Records from a dataset —
● ● ● ●
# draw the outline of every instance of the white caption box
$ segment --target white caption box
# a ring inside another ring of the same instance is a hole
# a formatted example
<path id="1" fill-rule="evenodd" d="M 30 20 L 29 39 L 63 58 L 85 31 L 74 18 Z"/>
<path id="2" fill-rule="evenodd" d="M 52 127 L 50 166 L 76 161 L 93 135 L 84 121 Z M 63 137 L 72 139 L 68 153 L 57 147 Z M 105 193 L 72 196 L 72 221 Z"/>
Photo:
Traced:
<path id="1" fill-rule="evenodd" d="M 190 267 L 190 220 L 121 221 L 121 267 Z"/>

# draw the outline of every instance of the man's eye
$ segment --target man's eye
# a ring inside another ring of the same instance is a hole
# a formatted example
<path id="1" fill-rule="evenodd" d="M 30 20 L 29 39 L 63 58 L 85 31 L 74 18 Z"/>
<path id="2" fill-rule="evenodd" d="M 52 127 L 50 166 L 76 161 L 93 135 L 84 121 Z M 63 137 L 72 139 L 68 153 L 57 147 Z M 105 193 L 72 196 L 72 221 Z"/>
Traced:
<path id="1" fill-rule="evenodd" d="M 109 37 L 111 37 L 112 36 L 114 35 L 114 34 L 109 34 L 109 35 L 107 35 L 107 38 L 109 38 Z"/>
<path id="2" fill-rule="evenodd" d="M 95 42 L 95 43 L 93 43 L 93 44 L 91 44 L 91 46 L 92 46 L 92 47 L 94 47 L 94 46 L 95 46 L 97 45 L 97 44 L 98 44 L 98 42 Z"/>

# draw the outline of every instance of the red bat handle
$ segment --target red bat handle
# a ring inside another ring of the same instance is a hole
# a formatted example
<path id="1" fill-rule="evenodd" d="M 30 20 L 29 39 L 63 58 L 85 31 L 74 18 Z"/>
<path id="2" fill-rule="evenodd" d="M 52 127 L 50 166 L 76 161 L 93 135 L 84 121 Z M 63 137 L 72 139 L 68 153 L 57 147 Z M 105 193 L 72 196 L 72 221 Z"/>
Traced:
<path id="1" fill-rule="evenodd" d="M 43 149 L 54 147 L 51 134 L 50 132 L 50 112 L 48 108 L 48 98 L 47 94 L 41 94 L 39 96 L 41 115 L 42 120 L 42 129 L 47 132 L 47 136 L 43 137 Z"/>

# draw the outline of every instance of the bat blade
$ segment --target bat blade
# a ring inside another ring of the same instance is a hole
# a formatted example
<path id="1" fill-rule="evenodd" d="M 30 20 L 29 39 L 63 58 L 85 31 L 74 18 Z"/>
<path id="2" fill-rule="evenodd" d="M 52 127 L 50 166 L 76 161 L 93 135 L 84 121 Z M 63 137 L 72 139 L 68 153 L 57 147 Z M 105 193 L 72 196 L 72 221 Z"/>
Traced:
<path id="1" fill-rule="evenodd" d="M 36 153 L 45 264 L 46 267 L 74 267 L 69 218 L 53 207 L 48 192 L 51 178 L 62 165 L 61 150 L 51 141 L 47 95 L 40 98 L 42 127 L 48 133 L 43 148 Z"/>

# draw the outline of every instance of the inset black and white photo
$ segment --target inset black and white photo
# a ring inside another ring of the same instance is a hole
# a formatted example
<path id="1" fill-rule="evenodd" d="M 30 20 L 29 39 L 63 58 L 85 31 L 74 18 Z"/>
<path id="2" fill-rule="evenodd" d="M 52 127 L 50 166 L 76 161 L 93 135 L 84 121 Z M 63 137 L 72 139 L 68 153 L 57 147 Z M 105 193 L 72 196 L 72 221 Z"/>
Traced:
● ● ● ●
Exercise instructions —
Rewrite the records starting at the beginning and ending at the line containing "95 42 L 95 43", requests included, with every coordinate in the traced outlines (not in the requests or their formatted samples) multiplied by 1.15 and rounded to a whole number, halves rounded up.

Correct answer —
# draw the outline of every instance of the white caption box
$ segment --target white caption box
# a ring inside another ring of the same instance is a hole
# a formatted example
<path id="1" fill-rule="evenodd" d="M 30 20 L 29 39 L 63 58 L 85 31 L 74 18 Z"/>
<path id="2" fill-rule="evenodd" d="M 52 127 L 50 166 L 76 161 L 93 135 L 84 121 Z M 63 137 L 72 139 L 68 153 L 57 147 Z M 105 193 L 72 196 L 72 221 Z"/>
Photo:
Traced:
<path id="1" fill-rule="evenodd" d="M 219 307 L 219 253 L 139 254 L 139 307 Z"/>

# draw the outline of every instance of the man's eye
$ segment --target man's eye
# a ring inside another ring of the same instance is a hole
# a formatted example
<path id="1" fill-rule="evenodd" d="M 30 20 L 29 39 L 63 58 L 85 31 L 74 18 Z"/>
<path id="2" fill-rule="evenodd" d="M 52 127 L 50 166 L 76 161 L 93 135 L 84 121 Z M 63 137 L 72 139 L 68 153 L 57 147 Z M 105 193 L 72 196 L 72 221 Z"/>
Traced:
<path id="1" fill-rule="evenodd" d="M 125 43 L 128 43 L 129 41 L 131 40 L 131 39 L 125 39 L 125 40 L 123 40 L 123 44 L 125 44 Z"/>
<path id="2" fill-rule="evenodd" d="M 109 48 L 109 49 L 107 49 L 107 51 L 105 51 L 105 53 L 106 53 L 106 54 L 108 54 L 108 53 L 109 53 L 112 52 L 112 51 L 113 51 L 113 48 Z"/>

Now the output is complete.